Work item ::
Copy every line of the records that includes the word "shorts".

Region pointing data:
################

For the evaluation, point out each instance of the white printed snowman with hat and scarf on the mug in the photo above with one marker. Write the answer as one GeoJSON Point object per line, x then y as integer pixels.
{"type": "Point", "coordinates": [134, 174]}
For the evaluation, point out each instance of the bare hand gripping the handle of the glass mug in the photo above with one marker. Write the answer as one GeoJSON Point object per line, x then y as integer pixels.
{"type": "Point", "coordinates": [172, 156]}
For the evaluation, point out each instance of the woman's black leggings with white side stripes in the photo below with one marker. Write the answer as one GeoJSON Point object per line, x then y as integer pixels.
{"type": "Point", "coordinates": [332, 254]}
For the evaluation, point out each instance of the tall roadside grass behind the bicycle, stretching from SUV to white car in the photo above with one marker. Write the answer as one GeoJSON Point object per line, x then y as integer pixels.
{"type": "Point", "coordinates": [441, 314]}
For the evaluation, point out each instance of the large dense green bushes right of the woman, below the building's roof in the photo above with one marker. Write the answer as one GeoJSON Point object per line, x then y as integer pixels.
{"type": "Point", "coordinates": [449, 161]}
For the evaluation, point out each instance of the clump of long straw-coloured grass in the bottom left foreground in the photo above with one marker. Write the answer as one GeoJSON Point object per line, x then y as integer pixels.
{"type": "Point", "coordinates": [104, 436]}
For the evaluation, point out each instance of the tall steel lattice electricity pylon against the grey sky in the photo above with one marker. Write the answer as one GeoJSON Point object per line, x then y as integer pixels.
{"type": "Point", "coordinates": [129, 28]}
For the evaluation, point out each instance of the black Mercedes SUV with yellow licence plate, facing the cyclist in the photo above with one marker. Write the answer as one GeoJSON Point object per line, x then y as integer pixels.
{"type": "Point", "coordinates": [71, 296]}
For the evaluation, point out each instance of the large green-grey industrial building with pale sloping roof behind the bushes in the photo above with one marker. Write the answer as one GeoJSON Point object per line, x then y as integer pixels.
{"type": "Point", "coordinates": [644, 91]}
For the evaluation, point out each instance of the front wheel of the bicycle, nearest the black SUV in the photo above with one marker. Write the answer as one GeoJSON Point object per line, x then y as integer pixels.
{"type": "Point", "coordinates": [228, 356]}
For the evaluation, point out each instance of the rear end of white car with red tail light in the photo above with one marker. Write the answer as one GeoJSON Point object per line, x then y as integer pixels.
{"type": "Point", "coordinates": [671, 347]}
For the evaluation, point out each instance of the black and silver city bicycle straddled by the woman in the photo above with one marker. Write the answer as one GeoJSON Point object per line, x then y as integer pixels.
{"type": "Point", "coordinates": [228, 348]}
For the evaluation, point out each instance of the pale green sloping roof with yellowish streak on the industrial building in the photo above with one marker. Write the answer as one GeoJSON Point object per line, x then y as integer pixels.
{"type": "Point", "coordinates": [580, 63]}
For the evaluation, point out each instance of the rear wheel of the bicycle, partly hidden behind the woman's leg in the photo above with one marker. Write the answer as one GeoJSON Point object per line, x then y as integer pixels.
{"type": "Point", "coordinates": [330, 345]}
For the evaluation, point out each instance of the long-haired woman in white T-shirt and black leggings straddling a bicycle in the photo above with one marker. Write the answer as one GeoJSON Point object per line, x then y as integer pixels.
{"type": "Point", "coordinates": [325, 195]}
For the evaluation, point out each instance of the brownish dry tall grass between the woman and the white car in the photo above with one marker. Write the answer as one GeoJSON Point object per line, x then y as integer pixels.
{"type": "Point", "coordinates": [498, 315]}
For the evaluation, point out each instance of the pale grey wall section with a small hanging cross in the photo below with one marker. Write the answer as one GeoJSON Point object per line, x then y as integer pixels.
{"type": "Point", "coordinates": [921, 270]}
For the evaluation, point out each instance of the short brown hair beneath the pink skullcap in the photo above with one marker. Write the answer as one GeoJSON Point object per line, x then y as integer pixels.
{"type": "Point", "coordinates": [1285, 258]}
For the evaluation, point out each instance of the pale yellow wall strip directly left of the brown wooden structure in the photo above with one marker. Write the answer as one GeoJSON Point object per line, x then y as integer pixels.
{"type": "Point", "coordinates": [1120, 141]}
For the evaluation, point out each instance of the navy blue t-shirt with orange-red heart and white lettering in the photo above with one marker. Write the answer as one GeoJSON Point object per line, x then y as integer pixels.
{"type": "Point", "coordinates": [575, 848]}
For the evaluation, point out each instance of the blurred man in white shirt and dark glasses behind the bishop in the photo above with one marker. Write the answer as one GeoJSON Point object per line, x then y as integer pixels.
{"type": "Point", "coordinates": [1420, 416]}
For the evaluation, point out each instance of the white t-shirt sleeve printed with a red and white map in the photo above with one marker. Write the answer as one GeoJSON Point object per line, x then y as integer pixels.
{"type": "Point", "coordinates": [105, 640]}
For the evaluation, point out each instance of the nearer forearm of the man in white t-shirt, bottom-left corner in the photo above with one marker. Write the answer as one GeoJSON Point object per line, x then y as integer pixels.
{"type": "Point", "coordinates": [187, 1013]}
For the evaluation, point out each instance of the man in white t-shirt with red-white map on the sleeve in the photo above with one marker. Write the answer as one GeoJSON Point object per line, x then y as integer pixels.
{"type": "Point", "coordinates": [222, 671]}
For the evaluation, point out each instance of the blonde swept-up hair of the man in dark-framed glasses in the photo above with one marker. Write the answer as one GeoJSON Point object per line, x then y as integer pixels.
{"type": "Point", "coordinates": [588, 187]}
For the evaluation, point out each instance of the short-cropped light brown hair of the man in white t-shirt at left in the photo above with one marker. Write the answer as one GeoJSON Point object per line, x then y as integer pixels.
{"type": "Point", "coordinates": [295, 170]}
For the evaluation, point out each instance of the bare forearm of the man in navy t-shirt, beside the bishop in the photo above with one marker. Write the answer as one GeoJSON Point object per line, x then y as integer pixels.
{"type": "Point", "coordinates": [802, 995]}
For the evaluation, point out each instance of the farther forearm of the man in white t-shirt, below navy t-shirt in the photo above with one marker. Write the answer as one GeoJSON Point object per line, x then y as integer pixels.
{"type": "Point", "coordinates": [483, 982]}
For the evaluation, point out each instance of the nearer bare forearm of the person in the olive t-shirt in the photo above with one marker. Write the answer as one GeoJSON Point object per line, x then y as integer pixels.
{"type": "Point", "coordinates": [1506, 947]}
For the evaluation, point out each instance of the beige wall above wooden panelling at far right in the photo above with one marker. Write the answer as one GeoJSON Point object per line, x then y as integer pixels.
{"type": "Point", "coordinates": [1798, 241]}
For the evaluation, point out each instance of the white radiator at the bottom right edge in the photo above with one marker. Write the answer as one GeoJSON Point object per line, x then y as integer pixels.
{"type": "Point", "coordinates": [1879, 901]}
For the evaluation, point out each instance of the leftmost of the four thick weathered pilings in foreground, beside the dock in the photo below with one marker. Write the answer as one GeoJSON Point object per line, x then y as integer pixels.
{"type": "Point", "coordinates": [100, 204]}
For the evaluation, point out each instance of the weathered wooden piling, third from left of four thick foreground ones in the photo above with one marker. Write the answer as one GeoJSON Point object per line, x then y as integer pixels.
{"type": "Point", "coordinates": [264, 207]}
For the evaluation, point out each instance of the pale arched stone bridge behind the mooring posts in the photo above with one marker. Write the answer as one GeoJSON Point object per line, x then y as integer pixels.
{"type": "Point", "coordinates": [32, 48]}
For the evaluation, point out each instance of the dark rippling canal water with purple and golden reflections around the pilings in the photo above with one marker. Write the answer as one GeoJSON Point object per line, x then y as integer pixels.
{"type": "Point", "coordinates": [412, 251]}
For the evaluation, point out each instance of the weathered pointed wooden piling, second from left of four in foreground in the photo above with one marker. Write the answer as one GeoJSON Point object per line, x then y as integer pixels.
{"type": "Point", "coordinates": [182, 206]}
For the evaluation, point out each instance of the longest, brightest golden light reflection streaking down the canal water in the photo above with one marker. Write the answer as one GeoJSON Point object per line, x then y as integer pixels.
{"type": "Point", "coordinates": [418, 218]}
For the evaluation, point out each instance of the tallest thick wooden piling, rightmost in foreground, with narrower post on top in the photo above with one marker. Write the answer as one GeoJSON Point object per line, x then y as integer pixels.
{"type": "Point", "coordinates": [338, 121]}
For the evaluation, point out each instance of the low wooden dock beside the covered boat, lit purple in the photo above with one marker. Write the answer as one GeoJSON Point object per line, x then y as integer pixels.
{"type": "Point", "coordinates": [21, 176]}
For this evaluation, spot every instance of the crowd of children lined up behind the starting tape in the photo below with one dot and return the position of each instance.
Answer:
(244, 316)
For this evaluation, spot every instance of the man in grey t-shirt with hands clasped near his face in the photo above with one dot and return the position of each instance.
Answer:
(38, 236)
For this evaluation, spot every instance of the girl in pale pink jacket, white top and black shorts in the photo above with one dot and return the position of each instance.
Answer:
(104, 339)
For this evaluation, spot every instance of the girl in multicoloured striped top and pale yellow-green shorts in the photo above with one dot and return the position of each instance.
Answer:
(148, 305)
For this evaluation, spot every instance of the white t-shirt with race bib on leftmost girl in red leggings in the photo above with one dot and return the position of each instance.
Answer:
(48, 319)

################

Response ::
For this evaluation, spot every instance of the girl in pale pink jacket, white top and black shorts in the photo above with one dot and return the position of each instance.
For this evaluation, spot every instance of the girl in multicoloured striped top and pale yellow-green shorts in the photo above with one dot and return the position of each instance.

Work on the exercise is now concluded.